[Shape annotation items]
+ + + + + + +

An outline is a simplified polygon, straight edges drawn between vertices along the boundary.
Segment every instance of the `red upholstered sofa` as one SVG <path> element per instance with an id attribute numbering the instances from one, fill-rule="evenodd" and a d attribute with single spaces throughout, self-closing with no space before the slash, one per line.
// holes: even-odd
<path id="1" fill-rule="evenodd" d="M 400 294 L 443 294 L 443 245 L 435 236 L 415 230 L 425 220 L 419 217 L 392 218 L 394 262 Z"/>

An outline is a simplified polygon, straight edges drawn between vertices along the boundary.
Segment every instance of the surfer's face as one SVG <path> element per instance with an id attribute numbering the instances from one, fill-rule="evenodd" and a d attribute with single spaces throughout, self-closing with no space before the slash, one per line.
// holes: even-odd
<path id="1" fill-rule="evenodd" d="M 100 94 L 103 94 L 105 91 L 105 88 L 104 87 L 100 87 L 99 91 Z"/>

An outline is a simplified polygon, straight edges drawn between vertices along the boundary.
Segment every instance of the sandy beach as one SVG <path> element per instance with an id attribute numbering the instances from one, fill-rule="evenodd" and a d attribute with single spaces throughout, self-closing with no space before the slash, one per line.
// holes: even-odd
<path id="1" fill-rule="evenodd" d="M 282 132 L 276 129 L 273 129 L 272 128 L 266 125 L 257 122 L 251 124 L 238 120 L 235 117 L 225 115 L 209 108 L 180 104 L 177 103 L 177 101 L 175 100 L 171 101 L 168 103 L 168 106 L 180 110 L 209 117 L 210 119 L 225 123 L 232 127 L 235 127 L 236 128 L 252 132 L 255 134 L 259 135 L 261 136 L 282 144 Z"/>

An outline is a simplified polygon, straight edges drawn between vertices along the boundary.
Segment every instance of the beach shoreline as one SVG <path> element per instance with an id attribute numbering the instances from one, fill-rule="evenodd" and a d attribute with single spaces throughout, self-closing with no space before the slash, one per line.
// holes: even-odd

+ + + + + + +

■ **What is required**: Output the lines of the items as a JSON list of strings, one string per line and with blank lines omitted, starting at the first line of the items and ending at the line that contains "100 94 L 103".

■ **Finished task**:
[
  "An outline is a simplified polygon, straight edges drawn between vertices along the boundary.",
  "Segment every instance of the `red upholstered sofa` as one SVG <path> element per instance with an id attribute numbering the instances from one, fill-rule=\"evenodd\" and a d attribute with single spaces throughout, self-closing with no space before the slash, one per line.",
  "// holes: even-odd",
  "<path id=\"1\" fill-rule=\"evenodd\" d=\"M 400 294 L 443 294 L 443 245 L 435 236 L 415 230 L 425 220 L 419 217 L 392 218 L 394 262 Z\"/>",
  "An outline is a simplified polygon, straight edges drawn between vertices along the boundary.",
  "Segment every instance of the surfer's face as one SVG <path> element per instance with an id attribute numbering the instances from one, fill-rule=\"evenodd\" and a d attribute with single spaces throughout, self-closing with no space before the slash, one per line.",
  "// holes: even-odd",
  "<path id=\"1\" fill-rule=\"evenodd\" d=\"M 100 94 L 103 94 L 105 91 L 105 88 L 104 87 L 100 87 L 99 91 Z\"/>"
]